● What to produce
Please rewrite the part of the data below that opens with the line containing "search: bare shoulder" and runs through the end of the data as a JSON list of strings, one string per line, with blank lines left out.

Data drawn from a collection:
----------------------------------------

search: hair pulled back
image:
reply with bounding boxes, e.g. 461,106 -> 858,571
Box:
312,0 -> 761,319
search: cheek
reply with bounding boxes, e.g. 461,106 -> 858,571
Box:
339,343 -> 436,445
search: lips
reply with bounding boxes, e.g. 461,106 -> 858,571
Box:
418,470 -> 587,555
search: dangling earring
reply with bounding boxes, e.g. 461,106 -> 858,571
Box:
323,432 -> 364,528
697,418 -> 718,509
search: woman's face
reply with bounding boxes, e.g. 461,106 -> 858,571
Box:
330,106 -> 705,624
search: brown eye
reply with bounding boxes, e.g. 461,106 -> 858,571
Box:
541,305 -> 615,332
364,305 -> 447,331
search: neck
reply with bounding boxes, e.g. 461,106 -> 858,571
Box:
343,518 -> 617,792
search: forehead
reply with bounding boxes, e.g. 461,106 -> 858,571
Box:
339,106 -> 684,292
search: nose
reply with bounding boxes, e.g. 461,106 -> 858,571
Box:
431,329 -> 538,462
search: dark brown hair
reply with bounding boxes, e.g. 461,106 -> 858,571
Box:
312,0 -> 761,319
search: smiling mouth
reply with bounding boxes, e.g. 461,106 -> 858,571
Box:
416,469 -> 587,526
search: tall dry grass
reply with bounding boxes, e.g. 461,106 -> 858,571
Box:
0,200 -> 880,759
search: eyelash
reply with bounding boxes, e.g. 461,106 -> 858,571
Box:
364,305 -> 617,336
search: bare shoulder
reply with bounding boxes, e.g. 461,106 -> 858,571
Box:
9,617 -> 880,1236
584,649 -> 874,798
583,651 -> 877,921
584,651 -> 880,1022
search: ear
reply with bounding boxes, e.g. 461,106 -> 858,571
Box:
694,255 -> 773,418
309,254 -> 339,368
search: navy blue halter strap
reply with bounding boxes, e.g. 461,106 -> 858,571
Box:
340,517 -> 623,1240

----------------------------------------

● Completed task
[
  "search: bare shoulder",
  "reply with bounding boxes, e.g. 461,106 -> 858,571",
  "Box:",
  "9,617 -> 880,1236",
  "584,649 -> 874,798",
  "583,651 -> 877,921",
  "584,651 -> 880,1022",
  "search: ear",
  "reply with bounding boxes, e.g. 461,106 -> 858,571",
  "Box:",
  "694,255 -> 773,418",
  "309,254 -> 339,368",
  "search: navy blue halter strap",
  "reply with bounding boxes, e.g. 461,106 -> 858,571",
  "Box:",
  "340,517 -> 623,1240"
]